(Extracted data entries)
•••••
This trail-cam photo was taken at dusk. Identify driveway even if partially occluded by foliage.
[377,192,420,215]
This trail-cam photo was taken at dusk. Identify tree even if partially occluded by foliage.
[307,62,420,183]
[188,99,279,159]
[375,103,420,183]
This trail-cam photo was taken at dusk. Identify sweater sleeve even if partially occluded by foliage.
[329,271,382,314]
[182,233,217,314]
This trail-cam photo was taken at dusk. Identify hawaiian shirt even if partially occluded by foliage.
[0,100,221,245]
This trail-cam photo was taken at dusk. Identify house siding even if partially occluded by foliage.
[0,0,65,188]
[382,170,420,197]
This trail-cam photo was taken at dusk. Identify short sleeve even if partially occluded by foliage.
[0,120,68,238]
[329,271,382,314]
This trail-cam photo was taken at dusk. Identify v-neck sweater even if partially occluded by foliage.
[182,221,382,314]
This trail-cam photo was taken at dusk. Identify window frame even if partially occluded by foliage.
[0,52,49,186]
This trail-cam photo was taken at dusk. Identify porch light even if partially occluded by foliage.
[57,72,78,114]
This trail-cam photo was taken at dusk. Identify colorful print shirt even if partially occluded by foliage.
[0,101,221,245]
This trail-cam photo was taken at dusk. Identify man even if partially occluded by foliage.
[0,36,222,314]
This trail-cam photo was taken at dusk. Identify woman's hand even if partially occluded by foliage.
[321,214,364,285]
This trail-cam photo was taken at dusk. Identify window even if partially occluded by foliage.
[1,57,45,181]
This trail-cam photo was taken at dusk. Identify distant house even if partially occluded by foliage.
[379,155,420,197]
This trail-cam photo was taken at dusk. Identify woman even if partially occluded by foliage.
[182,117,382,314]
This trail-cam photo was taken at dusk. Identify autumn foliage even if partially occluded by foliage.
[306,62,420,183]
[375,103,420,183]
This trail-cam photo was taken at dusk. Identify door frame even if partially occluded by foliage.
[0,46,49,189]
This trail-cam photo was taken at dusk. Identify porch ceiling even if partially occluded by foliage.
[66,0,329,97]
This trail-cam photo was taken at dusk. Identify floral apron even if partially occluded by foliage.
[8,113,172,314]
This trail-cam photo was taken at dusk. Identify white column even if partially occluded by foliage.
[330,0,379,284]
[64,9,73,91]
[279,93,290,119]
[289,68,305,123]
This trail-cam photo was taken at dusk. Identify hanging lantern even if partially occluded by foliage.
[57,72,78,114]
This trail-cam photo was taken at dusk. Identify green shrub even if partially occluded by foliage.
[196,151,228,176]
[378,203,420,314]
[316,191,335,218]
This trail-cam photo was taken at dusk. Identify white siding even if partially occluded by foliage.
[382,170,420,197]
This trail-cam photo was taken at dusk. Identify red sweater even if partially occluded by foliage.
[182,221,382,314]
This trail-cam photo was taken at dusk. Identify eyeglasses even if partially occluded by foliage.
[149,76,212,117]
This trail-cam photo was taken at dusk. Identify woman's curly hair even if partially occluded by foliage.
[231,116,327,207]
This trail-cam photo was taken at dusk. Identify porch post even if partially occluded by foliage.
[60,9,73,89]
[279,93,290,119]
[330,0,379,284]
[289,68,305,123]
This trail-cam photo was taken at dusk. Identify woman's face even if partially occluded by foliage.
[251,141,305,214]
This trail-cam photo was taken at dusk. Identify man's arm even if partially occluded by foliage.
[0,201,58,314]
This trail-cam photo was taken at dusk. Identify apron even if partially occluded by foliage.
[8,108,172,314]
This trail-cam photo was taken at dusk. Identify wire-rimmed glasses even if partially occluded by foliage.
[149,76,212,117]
•••••
● What the task requires:
Reproduce the listing, starting at the line containing "This trail-cam photo was taken at dusk. Identify sweater" and ending at the line containing "[0,52,49,186]", with every request line kept intact. Add -19 to each bounding-box coordinate.

● Written solution:
This trail-cam photo was taken at dusk. Identify sweater sleeve even if partially occluded by foliage.
[310,252,363,295]
[163,214,198,295]
This trail-cam photo was taken at dusk. Identify hawaiian shirt even if partially occluded by foliage.
[-19,81,202,226]
This trail-cam photo was taken at dusk. Identify house siding even if partially occluded by foliage.
[-19,-19,46,169]
[363,151,401,178]
This trail-cam photo was taken at dusk. Identify short sleeve even if partially occluded by foliage.
[-19,101,49,219]
[310,252,363,295]
This trail-cam photo was taken at dusk. Identify v-neck sweater even if partially occluded by foliage.
[163,202,363,295]
This trail-cam photo was taken at dusk. Identify window frame even if partially occluded by foliage.
[-19,33,30,167]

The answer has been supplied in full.